* BEGIN Information provided *

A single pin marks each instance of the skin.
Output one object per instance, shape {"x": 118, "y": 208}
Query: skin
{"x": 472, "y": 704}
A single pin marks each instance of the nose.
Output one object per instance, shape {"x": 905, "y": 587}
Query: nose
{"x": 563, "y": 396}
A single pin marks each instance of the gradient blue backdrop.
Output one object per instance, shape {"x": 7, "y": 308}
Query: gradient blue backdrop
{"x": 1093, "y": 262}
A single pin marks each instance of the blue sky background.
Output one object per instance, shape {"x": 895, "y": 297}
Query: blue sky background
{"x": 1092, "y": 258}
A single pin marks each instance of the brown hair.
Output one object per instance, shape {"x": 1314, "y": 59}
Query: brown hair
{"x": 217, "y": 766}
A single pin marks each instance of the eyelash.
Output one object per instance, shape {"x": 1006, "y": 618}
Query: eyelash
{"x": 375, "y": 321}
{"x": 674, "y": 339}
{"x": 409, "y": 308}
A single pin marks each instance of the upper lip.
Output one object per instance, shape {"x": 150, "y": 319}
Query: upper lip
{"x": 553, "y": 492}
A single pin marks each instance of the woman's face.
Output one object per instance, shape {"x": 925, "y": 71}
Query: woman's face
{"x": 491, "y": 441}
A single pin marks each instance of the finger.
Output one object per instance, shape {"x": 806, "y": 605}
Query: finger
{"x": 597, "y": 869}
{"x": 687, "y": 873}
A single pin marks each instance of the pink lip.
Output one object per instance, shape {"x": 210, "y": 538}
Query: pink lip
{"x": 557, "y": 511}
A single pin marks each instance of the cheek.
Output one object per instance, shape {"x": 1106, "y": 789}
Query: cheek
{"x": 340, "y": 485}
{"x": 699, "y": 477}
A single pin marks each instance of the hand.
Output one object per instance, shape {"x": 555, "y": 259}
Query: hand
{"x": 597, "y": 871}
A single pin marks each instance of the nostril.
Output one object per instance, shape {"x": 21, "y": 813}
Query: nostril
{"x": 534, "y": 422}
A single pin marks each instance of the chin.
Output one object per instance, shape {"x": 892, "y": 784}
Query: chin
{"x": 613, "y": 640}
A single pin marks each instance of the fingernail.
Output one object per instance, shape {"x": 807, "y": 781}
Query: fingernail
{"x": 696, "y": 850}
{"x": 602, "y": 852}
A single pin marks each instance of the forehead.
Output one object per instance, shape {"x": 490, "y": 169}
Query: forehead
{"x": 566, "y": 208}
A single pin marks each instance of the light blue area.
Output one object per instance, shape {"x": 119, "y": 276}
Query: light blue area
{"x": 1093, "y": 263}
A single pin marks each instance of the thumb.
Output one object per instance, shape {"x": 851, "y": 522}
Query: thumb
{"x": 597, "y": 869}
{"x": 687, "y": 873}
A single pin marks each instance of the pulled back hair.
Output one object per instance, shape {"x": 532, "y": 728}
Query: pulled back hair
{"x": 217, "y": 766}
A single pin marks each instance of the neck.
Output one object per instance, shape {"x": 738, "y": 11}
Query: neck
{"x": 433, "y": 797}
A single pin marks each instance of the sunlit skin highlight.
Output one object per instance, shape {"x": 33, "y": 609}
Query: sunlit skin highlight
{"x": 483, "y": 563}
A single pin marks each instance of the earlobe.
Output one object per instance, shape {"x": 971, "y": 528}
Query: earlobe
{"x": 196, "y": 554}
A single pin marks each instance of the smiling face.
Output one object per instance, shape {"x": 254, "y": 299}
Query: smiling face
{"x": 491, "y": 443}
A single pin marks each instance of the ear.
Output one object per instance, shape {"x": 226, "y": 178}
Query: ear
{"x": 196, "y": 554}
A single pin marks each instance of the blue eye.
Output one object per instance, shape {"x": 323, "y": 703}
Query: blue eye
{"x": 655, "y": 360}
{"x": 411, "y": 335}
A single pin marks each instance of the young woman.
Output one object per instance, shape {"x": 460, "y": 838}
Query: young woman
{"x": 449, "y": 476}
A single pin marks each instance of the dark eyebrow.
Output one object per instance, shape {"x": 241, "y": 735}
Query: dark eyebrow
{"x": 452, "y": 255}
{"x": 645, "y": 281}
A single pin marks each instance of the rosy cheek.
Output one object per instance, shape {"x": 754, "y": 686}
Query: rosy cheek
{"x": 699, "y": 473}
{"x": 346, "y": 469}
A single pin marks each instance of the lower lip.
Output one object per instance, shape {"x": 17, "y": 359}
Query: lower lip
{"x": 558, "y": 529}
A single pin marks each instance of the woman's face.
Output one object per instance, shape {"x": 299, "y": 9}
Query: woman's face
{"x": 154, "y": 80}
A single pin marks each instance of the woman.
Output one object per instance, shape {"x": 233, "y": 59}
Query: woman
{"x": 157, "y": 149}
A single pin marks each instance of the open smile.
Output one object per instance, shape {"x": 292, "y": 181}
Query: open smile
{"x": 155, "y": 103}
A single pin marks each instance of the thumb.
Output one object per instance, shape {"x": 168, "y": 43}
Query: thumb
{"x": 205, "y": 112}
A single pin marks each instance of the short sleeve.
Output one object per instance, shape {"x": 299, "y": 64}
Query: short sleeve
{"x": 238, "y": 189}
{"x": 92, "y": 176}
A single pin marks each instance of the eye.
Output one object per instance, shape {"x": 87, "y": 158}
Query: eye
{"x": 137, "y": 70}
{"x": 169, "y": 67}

* END Information provided *

For this exercise, please retype exactly the lines in the listing from the line with "A single pin marks each instance of the woman." through its last line, both ends included.

Solution to the exercise:
A single pin marks each instance of the woman.
Output one object per instance, shape {"x": 233, "y": 59}
Query: woman
{"x": 157, "y": 149}
A single pin marks each instance of the open smile.
Output one object per instance, shape {"x": 292, "y": 181}
Query: open smile
{"x": 155, "y": 103}
A single pin marks each instance of the thumb.
Output one object per instance, shape {"x": 168, "y": 43}
Query: thumb
{"x": 205, "y": 112}
A single pin marks each instance of the short sleeve.
Output one object per instance, shape {"x": 299, "y": 64}
Query: short sleeve
{"x": 238, "y": 189}
{"x": 92, "y": 176}
A single pin marks each instance of the eye.
Output one object per instance, shape {"x": 87, "y": 158}
Query: eye
{"x": 137, "y": 70}
{"x": 169, "y": 67}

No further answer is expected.